Task instructions
Exactly as given, repeat all of the entries.

Data section
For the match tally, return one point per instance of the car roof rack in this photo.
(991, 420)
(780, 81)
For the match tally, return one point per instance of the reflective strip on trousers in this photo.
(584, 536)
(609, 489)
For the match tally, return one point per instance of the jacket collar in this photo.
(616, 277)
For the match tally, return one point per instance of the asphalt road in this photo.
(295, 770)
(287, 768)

Task response
For the match tally, return one point per instance of the car roof rack in this photo.
(991, 420)
(780, 81)
For the match tally, return one point per instance of the reflective strip on trousers in this photo.
(584, 536)
(609, 489)
For the match tally, return one point per instance of the jacket collar in this photo.
(616, 277)
For the match tally, return one point per instance of the asphalt road in this photo.
(295, 770)
(287, 768)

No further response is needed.